#### Description of the task:
Write out these lines again, switching "precision sprayer" to "harvesting robot" and keeping everything else the same.

#### Records for processing:
┌──

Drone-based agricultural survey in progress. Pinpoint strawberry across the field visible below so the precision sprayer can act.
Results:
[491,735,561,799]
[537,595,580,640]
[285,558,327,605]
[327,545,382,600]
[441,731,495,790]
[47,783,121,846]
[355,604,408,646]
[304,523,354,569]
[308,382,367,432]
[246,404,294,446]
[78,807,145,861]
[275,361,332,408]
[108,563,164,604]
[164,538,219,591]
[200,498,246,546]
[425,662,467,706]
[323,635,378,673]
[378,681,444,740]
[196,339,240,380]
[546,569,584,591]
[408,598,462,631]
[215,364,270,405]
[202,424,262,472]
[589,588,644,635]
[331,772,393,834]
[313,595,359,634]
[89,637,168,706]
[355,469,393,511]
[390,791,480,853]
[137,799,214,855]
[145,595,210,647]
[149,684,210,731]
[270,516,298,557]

└──

#### The response:
Drone-based agricultural survey in progress. Pinpoint strawberry across the field visible below so the harvesting robot can act.
Results:
[491,735,561,799]
[537,595,580,640]
[285,558,327,605]
[327,545,382,600]
[441,731,495,790]
[47,783,121,846]
[355,604,408,646]
[304,523,354,569]
[308,382,367,432]
[246,404,294,446]
[78,807,145,861]
[275,361,332,408]
[108,563,164,604]
[164,538,219,591]
[200,498,246,546]
[425,662,467,706]
[323,635,378,673]
[378,681,444,740]
[196,339,240,380]
[546,569,584,591]
[408,598,462,631]
[215,364,270,405]
[202,424,262,472]
[589,588,644,635]
[331,772,393,834]
[313,595,359,634]
[89,637,168,706]
[355,469,393,511]
[390,791,480,853]
[137,799,214,855]
[145,595,210,647]
[149,684,210,731]
[270,516,298,557]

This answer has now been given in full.